DOCUMENT SEGMENT:
▼
Jumping Ship

As the Portland Pirates leave town, a former player remembers the team’s swashbuckling first season.

portland-piratesWhen we heard the Portland Pirates were moving their American Hockey League franchise to Springfield, Massachusetts, we called Eric Fenton to rummage through memories of the team’s 1993–94 inaugural (and championship) season. Fenton, a South Portland native who won an NCAA title at UMaine, was the first Pirates player ever signed. A standout college center, he moved to wing with the Pirates and transitioned from a finesse game to a grinding, physical brand of hockey. He told us what it was like to be hometown hero in a hockey-hungry city.

The city was really buzzing about the team. It reminded me of when the Maine Mariners were winning Calder Cups back in the ’70s. As a kid, I fell in love with hockey going to those games. So to have the Pirates want to sign me was surreal. I couldn’t believe what a big deal the team made about it. They held a press conference and invited the South Portland mayor. There were news cameras everywhere. It was kind of silly.

The transition wasn’t always easy, though. I was a local kid, so everyone around town had high expectations. My whole family came to pretty much every game, and friends always wanted tickets. But the coaching staff and other players were kind of like, “Who’s this guy?” I had to prove myself, and it felt like there was added pressure to come out of the gates strong. I had my ups and downs, like any rookie does.
▲
DATASET RECORDS:
▼
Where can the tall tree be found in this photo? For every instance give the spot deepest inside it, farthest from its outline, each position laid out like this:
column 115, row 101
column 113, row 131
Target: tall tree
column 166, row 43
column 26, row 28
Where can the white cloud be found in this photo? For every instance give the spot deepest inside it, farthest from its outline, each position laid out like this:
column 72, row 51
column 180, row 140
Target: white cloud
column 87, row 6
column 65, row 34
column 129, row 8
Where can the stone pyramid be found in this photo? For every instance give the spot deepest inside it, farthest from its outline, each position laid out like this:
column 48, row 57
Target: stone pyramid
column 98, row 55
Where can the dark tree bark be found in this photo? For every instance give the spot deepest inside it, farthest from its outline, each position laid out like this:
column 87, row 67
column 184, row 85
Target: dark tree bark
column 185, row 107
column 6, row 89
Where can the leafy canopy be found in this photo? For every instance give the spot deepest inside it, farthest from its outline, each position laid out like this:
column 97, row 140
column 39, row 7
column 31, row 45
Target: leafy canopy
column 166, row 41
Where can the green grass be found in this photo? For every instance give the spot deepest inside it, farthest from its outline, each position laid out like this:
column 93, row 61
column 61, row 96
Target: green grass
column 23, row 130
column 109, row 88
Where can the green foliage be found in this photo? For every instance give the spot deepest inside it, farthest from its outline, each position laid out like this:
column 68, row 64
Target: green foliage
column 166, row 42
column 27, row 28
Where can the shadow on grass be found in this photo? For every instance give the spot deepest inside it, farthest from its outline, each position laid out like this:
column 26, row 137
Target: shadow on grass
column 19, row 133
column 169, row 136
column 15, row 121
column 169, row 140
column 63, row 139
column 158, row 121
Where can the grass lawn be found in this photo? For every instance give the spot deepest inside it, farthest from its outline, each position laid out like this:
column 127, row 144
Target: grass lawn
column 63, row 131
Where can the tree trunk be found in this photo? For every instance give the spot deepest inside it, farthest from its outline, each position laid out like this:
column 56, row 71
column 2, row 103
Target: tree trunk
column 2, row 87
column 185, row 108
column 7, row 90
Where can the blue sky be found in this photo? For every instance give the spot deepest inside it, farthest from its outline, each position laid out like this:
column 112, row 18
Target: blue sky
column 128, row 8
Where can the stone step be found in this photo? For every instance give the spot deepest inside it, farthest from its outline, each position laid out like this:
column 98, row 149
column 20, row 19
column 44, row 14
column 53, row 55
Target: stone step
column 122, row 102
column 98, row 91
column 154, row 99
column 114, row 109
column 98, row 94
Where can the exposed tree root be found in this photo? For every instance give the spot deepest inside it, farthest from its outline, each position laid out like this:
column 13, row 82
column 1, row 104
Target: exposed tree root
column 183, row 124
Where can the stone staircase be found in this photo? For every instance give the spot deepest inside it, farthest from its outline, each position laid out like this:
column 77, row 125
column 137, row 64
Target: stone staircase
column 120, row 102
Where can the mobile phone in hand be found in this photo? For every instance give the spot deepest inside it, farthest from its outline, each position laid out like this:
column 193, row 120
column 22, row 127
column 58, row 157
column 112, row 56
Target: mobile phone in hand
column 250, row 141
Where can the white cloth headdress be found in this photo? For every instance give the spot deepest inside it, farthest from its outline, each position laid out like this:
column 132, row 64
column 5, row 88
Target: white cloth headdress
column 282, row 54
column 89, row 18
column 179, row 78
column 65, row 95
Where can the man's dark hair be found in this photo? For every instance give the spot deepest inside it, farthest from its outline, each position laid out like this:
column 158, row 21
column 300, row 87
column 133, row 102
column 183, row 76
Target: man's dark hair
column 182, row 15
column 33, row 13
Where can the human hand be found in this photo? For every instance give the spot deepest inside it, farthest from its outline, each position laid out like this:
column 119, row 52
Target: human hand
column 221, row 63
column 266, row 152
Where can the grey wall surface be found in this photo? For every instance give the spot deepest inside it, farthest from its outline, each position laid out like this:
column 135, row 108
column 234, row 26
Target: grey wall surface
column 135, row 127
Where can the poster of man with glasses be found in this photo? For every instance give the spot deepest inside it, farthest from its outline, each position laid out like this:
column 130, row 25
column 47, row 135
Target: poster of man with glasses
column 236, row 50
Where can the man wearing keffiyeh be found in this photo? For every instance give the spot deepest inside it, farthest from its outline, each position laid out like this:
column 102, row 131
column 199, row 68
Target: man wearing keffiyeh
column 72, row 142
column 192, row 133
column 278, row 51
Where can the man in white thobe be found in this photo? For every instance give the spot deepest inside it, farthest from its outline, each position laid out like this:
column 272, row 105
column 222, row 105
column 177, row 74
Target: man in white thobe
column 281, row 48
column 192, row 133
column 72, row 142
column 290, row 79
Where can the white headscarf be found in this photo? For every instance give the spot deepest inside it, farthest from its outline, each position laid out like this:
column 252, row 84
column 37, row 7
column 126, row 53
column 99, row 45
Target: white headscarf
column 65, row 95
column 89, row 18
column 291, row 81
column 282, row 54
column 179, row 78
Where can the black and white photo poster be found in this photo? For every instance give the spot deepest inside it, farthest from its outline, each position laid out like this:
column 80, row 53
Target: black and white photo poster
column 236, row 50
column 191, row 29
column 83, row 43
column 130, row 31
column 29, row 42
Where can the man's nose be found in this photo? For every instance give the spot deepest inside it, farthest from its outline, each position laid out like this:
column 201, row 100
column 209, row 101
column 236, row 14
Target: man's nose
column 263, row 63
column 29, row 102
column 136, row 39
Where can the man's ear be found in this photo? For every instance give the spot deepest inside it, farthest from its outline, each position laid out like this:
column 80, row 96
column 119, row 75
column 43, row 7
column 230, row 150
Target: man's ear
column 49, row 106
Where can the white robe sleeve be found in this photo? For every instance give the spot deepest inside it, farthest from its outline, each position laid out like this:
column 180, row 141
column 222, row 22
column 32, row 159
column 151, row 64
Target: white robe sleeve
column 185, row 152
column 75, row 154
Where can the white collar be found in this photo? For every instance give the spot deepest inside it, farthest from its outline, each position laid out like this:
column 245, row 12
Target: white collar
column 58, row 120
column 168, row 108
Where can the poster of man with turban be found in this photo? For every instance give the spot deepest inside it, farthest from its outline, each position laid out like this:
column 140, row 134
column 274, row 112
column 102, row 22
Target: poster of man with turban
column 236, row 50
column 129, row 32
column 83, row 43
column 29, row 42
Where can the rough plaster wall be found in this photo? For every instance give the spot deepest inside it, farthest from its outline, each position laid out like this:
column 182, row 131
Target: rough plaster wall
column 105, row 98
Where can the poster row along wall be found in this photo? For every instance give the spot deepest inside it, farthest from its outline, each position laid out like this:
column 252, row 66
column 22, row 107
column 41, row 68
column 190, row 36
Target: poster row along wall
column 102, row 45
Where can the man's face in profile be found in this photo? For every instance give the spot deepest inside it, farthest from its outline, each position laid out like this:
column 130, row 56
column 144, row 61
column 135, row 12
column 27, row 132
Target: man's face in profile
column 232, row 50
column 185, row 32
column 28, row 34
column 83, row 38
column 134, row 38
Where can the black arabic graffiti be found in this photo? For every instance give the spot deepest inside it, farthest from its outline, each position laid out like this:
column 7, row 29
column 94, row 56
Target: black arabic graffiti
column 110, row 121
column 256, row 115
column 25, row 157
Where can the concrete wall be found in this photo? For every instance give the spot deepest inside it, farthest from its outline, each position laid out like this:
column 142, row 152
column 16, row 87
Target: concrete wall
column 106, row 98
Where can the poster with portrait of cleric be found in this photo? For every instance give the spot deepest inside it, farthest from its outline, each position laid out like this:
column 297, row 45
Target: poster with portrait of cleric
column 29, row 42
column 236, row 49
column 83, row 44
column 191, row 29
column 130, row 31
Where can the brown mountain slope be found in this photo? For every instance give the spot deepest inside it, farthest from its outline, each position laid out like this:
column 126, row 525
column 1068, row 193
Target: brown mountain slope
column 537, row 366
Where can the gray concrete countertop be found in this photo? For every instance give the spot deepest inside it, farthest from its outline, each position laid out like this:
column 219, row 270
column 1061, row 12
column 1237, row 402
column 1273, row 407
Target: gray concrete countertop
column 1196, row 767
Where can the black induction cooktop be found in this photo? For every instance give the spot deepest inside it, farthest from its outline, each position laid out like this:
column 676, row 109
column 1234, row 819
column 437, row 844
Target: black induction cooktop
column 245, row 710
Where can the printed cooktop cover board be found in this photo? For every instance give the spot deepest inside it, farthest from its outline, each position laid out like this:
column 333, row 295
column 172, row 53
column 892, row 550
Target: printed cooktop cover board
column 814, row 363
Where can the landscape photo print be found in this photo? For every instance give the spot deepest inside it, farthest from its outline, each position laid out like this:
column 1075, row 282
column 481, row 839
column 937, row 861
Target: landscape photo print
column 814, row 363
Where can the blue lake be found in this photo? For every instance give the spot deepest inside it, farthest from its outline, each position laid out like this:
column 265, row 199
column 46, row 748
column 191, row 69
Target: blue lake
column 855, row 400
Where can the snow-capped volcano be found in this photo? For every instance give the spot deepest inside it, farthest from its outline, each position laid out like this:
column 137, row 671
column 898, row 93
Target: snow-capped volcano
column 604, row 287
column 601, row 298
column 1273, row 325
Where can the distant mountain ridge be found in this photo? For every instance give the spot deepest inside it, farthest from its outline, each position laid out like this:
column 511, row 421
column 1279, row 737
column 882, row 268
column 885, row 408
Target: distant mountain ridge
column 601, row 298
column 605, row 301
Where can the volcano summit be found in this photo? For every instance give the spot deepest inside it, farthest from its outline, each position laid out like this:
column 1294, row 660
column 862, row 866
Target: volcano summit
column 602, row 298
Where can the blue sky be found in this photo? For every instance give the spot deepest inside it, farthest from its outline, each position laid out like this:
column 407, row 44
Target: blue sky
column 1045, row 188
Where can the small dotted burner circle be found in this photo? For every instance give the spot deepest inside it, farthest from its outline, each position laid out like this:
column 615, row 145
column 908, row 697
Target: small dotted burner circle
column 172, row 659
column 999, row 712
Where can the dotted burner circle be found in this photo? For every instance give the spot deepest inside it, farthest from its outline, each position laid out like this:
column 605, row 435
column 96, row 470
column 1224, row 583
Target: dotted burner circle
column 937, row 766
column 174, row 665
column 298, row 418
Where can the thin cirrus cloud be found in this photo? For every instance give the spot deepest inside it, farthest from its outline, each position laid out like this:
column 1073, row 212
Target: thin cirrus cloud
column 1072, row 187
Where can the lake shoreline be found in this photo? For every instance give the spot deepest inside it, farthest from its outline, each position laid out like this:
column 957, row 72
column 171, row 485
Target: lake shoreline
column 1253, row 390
▲
INSTRUCTIONS:
1. In the Portland Pirates article, which sports organizations and schools are named? List them all.
2. In the Portland Pirates article, what position did Eric Fenton play with the Pirates after his college career as a center?
3. What does the Portland Pirates article say? Answer in two sentences.

SOLUTIONS TO EACH TASK:
1. Portland Pirates, American Hockey League, NCAA, UMaine, Maine Mariners

2. Wing.

3. With the Portland Pirates moving their American Hockey League franchise to Springfield, Massachusetts, Eric Fenton, a South Portland native and the first player the team ever signed, looks back on its 1993–94 inaugural championship season. He recalls the city buzzing about the team and the surreal fuss over his signing, along with the pressure of high local expectations and of having to prove himself to coaches and teammates.